**DOCUMENT:**
┌──
Low self-esteem can come and go, with many people understanding that it’s a part of life to get down on yourself every so often. It’s not fun when that happens, but, hey, we’re human, so it’s important to understand that things aren’t always going to be perfect for us. Knowing how to deal with the issue and not let it linger, though, that’s where some guys struggle the most.

The problem with low self-esteem is that it can come at anytime, with some guys forced to deal with insecurity, depression or confidence issues when they’re, generally speaking, happy. Much like an Instagram picture, though, there’s more than what people see on the surface, as people with low self-esteem can disguise their true feelings from people until it’s too late, leading to worse problems and, in some cases, thoughts or attempts at suicide.

It’s important to know that having low self-esteem every once in awhile is normal, so no one should feel inferior if it creeps into your mind — no matter how long it marinates in there. We all have things we’d like to change about ourselves. We all go through periods of hardships. We all wish we could have more. Channeling those negative feelings as best you can and pushing through them is the way to overcome low self-esteem.

For those guys who don’t speak up about their problems, it’s important to notice some signs that they may be showing in order to help them out. Prying and asking someone if they’re “OK” isn’t going to get the job done, though, so here are some warning signs of low self-esteem to keep an eye out for, as well as some how you can help.

What are some signs of low self-esteem in guys to look for?
└──
**SUPPLIED INFORMATION:**
┌──
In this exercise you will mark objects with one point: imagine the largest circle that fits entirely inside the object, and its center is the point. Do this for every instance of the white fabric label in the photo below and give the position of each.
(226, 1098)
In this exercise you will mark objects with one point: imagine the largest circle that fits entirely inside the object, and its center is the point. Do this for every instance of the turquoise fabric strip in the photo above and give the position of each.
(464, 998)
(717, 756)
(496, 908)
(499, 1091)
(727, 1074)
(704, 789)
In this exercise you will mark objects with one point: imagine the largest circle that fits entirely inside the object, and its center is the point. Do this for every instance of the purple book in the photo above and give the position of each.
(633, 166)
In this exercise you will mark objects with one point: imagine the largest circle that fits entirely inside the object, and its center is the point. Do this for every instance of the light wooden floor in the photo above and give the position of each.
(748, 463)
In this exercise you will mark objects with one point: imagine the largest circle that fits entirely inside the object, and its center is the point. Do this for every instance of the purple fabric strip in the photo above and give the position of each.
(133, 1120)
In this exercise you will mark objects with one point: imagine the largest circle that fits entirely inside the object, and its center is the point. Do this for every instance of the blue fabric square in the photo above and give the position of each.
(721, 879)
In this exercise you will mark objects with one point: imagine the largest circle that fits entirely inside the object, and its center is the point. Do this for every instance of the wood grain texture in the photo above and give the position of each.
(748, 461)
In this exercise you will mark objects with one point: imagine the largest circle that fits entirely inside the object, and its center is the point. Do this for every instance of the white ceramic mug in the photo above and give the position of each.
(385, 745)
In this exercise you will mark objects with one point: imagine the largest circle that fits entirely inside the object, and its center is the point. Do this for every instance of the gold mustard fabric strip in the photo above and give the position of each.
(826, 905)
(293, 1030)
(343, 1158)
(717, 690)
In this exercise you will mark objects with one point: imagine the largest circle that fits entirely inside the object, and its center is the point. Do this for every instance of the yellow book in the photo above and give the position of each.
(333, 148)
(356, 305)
└──
**SET PROBLEM 1:**
Quote the article on low self-esteem, starting with "Low self-esteem can come" and going on through "attempts at suicide.".
**SET PROBLEM 2:**
Revise the entries from their first line through the line containing "(226, 1098)", replacing "white fabric label" with "cream fabric label" and keeping everything else the same. Give only those lines.
The article on low self-esteem and the entries are separate, unrelated material.

**OUTPUT 1:**
Low self-esteem can come and go, with many people understanding that it’s a part of life to get down on yourself every so often. It’s not fun when that happens, but, hey, we’re human, so it’s important to understand that things aren’t always going to be perfect for us. Knowing how to deal with the issue and not let it linger, though, that’s where some guys struggle the most.

The problem with low self-esteem is that it can come at anytime, with some guys forced to deal with insecurity, depression or confidence issues when they’re, generally speaking, happy. Much like an Instagram picture, though, there’s more than what people see on the surface, as people with low self-esteem can disguise their true feelings from people until it’s too late, leading to worse problems and, in some cases, thoughts or attempts at suicide.

**OUTPUT 2:**
In this exercise you will mark objects with one point: imagine the largest circle that fits entirely inside the object, and its center is the point. Do this for every instance of the cream fabric label in the photo below and give the position of each.
(226, 1098)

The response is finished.